_WHAT IS EXPECTED_. Reproduce the article below on problematic alcohol use during the pandemic in full, word for word.

_EXTRACT PROVIDED_.
::::::

An Epidemic of Problematic Alcohol Use

January 29, 2021
Drinking alone


When the novel coronavirus pandemic hit New York in March 2020, we formed a research team to gain a better understanding of people’s knowledge about the virus, protective behaviors, and compliance with mitigation measures, so as to inform much-needed risk communication messages.

Led by Dr. Ralph DiClemente, we were joined by doctoral students Shahmir H. Ali, Abbey M. Jones, Sooyoung Kim, and by post-doctoral fellow Joshua Foreman. Our team eventually grew to include other GPH faculty, and we engaged with researchers at the NYU School of Medicine, NYU’s COVID-19 research group, and other academic institutions.

In March and April, a survey was administered via Facebook to over 13,000 participants, which has given rise to a rich dataset on diverse issues such as information-seeking behaviors, voting attitudes, substance use, socio-economic vulnerabilities, sleep health, and nutrition.

One of the questions we explored in our report published in Preventive Medicine was that of changes in alcohol use patterns during the pandemic. We set out to determine: 1) the association of depression and anxiety symptoms with self-reported increases in alcohol use; and 2) whether age moderated these associations.

::::::

_DATA SECTION_.
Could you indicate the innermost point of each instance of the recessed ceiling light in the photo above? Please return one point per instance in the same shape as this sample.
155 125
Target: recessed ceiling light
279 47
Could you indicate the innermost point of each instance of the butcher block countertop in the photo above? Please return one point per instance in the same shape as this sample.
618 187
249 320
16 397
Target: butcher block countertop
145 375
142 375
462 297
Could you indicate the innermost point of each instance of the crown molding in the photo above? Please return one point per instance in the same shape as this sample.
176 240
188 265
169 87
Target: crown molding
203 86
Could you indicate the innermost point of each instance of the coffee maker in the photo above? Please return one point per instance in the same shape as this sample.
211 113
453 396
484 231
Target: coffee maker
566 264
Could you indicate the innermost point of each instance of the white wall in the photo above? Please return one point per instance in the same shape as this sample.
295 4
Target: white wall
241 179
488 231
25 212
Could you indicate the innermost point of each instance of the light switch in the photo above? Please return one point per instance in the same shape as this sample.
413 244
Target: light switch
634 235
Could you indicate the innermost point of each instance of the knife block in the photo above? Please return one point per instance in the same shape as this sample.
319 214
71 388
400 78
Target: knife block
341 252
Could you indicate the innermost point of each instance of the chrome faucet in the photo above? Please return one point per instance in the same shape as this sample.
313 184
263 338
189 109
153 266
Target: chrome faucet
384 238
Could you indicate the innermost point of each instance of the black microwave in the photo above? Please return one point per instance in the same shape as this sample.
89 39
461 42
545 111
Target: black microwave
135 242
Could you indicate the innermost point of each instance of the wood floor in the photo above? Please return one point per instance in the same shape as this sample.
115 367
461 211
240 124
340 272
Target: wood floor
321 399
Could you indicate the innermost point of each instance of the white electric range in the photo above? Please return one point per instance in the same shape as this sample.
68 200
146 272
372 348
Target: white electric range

::::::

_REPLY_.
An Epidemic of Problematic Alcohol Use

January 29, 2021
Drinking alone


When the novel coronavirus pandemic hit New York in March 2020, we formed a research team to gain a better understanding of people’s knowledge about the virus, protective behaviors, and compliance with mitigation measures, so as to inform much-needed risk communication messages.

Led by Dr. Ralph DiClemente, we were joined by doctoral students Shahmir H. Ali, Abbey M. Jones, Sooyoung Kim, and by post-doctoral fellow Joshua Foreman. Our team eventually grew to include other GPH faculty, and we engaged with researchers at the NYU School of Medicine, NYU’s COVID-19 research group, and other academic institutions.

In March and April, a survey was administered via Facebook to over 13,000 participants, which has given rise to a rich dataset on diverse issues such as information-seeking behaviors, voting attitudes, substance use, socio-economic vulnerabilities, sleep health, and nutrition.

One of the questions we explored in our report published in Preventive Medicine was that of changes in alcohol use patterns during the pandemic. We set out to determine: 1) the association of depression and anxiety symptoms with self-reported increases in alcohol use; and 2) whether age moderated these associations.